- SELECTED EXCERPT -
Retailers charge you more for the same item you bought as early as yesterday on the pretext that the US dollar’s value has gone up. 

The rise in the prices of locally-made products is no less than that of imported goods. Agricultural products, fruits in particular, are among items with ever-shifting prices these days. 

In the Iranian month Mordad (July 23-Aug. 22), the highest price hikes among food products were registered for apple with 38.6%, oranges with 29.8% and chicken with a 28.7% rise compared with the previous month, Financial Tribune reported.

No price decline was registered for the month, according to the latest report by the Statistical Center of Iran. 

“A single type of fruit changes hands upwards of six times in the supply chain to get to the retailer,” Yasser Raygani, the spokesman of ‘Tazirat’ Organization—a judiciary-affiliated oversight body dealing with trading offenses—told the Persian daily Iran.

“Presently, the main reason behind the rise in the prices of imported fruits is fluctuations in the foreign currency market while middlemen are mostly blamed for the hike in domestically-produced fruit price,” he explained. 

The Iranian fruit market is replete with all types of imported products, although officially only the import of six types of fruit, namely coconuts, pineapples, mangos, mangosteen, papaya and bananas, is allowed. 

Banana is in fact one of Iran’s top non-oil imports. Latest customs data show a total of 141,139 tons of bananas worth $137 million were imported into Iran during the first quarter of the current Iranian year (March 21-June 21), which shows a 24% drop in weight and a 3% decrease in value year-on-year. 

The imports made up 1.69% of the overall weight and 1.24% of the overall value of all non-oil imports into the country during the first three months of the current year, showing a 0.9% YOY drop in tonnage, but no significant difference in value percentage.  

Last year, about $544 million worth of bananas were imported into Iran.

 Frost Damage

The heavy frost in April, which inflicted extensive damage on orchards across 17 Iranian provinces, is believed to be the secondary cause of the rise in fruit prices.

According to Deputy Agriculture Minister Mohammad Ali Tahmasebi, more than 640,000 hectares of fruit orchards incurred losses of up to 110 trillion rials (over $1.12 billion) due to the frost, IRNA reported. 

Shokrollah Hajivand, an official with the Ministry of Agriculture, told ILNA in May that some 3 million tons of fruit were lost across the country since the beginning of the current Iranian year on March 21.

- TASKS FOR THIS EXERCISE -
a – Answer these from the text on fruit prices in Iran:
(i) Which food item had the highest price rise in Mordad, and by what percentage?
(ii) How many tons of bananas were imported into Iran in the first quarter of the current Iranian year?
(iii) Across how many provinces did the April frost damage orchards?
b – Resume the text on fruit prices in Iran, picking up right after its last sentence.
The data that follows comes from a separate source and has no link to the text on fruit prices in Iran.

- RECORDS SHOWN -

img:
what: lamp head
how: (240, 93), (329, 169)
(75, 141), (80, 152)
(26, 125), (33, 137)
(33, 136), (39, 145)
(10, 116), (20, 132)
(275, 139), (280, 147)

- RESULTS FOR EACH TASK -
a –
(i) Apple, with a 38.6% rise.
(ii) 141,139 tons.
(iii) 17 provinces.

b –
Habib Radfar, an advisor to the agriculture minister, put this year’s decrease in production of cold climate fruits, including cherries, tomatoes and peaches at 10-15%.

“The country faces no shortage of cold hardy fruits despite the decline in output. Production of dates, orange, tangerine, lime, lemon, grape fruit, pomegranate, kiwi and olive have increased this year (March 2018-19),” he said.

Despite the upturn in production of oranges, as the official said, a kilogram of oranges went for 95,974 rials (98 cents) in Mordad, to register the highest year-on-year price rise for a food item. 

The retail price for oranges in the month ending August 22, which marks the end of Iranian month of Mordad, increased by 85.8% compared with the same period of last year. 

The second and third biggest year-on-year price rises in Mordad among food items were registered for cucumbers and apples with 84.1% and 83.7%, respectively. A kilogram of cucumbers was sold at 35,950 rials (36 cents) and a kilogram of apples went for 77,377 rials (about 79 cents). 

The biggest year-on-year drop in food prices was reported for onions. A kilogram of onions was sold at 17,523 rials (about 18 cents), registering a decrease of 47.5% YOY.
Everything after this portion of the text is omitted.